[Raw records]

"""

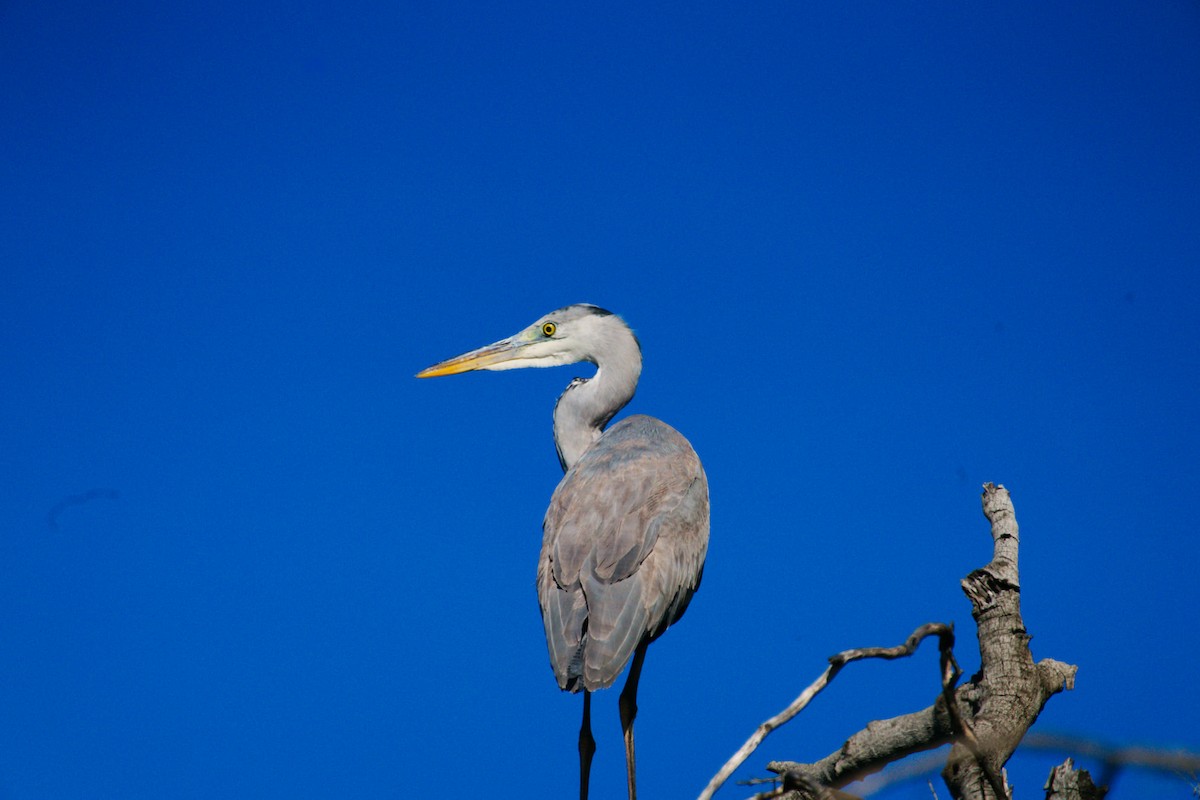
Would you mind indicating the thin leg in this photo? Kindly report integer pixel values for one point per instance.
(587, 746)
(628, 711)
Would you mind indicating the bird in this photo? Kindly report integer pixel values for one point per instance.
(625, 535)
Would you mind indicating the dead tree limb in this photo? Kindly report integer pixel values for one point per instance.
(1012, 687)
(985, 717)
(946, 645)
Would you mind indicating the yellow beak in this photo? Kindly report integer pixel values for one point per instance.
(481, 359)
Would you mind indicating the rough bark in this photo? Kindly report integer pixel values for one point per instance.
(1012, 689)
(987, 716)
(1068, 783)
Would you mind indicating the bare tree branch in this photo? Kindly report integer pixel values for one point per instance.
(1068, 783)
(1012, 689)
(985, 717)
(946, 638)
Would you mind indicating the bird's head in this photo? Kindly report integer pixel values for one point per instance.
(580, 332)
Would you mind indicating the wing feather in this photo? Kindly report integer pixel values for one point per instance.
(623, 549)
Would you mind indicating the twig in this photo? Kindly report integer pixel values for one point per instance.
(945, 633)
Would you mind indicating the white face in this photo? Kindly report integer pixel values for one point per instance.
(561, 337)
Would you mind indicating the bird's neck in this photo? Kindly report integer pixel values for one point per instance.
(589, 403)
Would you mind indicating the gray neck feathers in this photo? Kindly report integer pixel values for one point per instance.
(589, 403)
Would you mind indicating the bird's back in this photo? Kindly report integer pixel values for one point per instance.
(623, 549)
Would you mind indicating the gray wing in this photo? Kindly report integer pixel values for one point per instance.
(623, 549)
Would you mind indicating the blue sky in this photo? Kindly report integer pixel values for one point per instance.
(876, 256)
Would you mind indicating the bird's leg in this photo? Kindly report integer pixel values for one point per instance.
(628, 705)
(587, 745)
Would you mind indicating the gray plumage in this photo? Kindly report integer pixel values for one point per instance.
(623, 549)
(627, 531)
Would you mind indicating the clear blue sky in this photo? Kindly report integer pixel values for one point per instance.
(876, 254)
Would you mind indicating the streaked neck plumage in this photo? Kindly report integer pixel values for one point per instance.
(589, 403)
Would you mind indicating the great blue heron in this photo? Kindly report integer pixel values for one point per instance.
(627, 530)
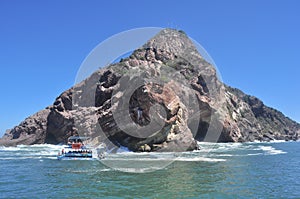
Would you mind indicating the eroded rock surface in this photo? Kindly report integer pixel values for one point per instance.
(163, 97)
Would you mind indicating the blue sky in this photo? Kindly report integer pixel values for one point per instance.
(255, 44)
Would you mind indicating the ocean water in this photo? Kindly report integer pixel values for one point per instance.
(231, 170)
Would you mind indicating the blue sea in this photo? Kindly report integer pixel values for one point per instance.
(223, 170)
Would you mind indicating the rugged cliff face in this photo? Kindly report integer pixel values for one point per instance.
(163, 97)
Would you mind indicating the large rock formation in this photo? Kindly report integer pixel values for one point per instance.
(163, 97)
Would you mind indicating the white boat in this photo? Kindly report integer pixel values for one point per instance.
(76, 150)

"""

### Instruction
Return each line of the data, keeping its wording exact and omitting pictures.

### Output
Would you mind indicating the thin leg in this photo? Kindly report integer pixel values for one point per instance.
(587, 746)
(628, 711)
Would you mind indicating the bird in this photo? Kindly report integer pixel values for one point per instance.
(625, 535)
Would you mind indicating the dead tree limb in this photo? Kindly report integer pixel values for one point per instance.
(1012, 687)
(985, 717)
(946, 645)
Would you mind indicating the yellow beak in this photo? Kindly report integer pixel values for one point per instance.
(481, 359)
Would you mind indicating the rough bark in this photo? Kindly report integer pixel values for one point per instance.
(1012, 689)
(987, 716)
(1068, 783)
Would you mind indicating the bare tree branch in this photo? Kindly report integer pixel values for one point per instance.
(1068, 783)
(1012, 689)
(985, 717)
(946, 638)
Would you mind indicating the bird's head in this photo? Kindly report integer pixel values for one point per instance.
(580, 332)
Would you mind indicating the wing feather in this photo? Kindly report integer pixel values for one point per instance.
(623, 549)
Would you mind indicating the twig in this photo? Kindly report integer pixel values for one point per instance.
(945, 633)
Would you mind indicating the white face in this photo? Kindly report integer pixel values for one point per instance.
(561, 337)
Would you mind indicating the bird's neck in this photo? Kindly report integer pixel values for one point per instance.
(589, 403)
Would you mind indicating the gray neck feathers in this photo? Kindly report integer pixel values for one point per instance.
(589, 403)
Would you mind indicating the bird's back in this photo? Kindly report integer pixel values for one point per instance.
(623, 549)
Would you mind indicating the gray wing in this photo? Kindly report integer pixel values for one point per instance.
(623, 549)
Would you mind indicating the blue sky in this photo? Kindly report integer pixel values for one point per instance.
(876, 256)
Would you mind indicating the bird's leg in this photo? Kindly report integer pixel values for one point per instance.
(628, 705)
(587, 745)
Would you mind indicating the gray plumage in this photo? Kindly report integer pixel values for one point per instance.
(623, 549)
(627, 531)
Would you mind indicating the clear blue sky in this photo? Kindly report integer pixel values for one point per instance.
(876, 254)
Would you mind indicating the streaked neck plumage in this photo? Kindly report integer pixel values for one point per instance.
(589, 403)
Would you mind indicating the great blue heron in this photo? Kindly report integer pixel values for one point per instance.
(627, 530)
Would you mind indicating the eroded rock surface in this photo? Kindly report integer pixel values for one point per instance.
(163, 97)
Would you mind indicating the blue sky in this photo? Kindly report integer pixel values for one point per instance.
(255, 44)
Would you mind indicating the ocean water in this photo? Kindly report integer pixel values for one point per instance.
(231, 170)
Would you mind indicating the blue sea in this photo? Kindly report integer pixel values for one point per instance.
(223, 170)
Would you mind indicating the rugged cliff face in this photo? Kindly report integer pixel values for one point per instance.
(163, 97)
Would you mind indicating the large rock formation in this photo? Kindly report integer pixel values for one point per instance.
(163, 97)
Would you mind indicating the white boat in this photo? Kindly report integer pixel values for one point per instance.
(76, 150)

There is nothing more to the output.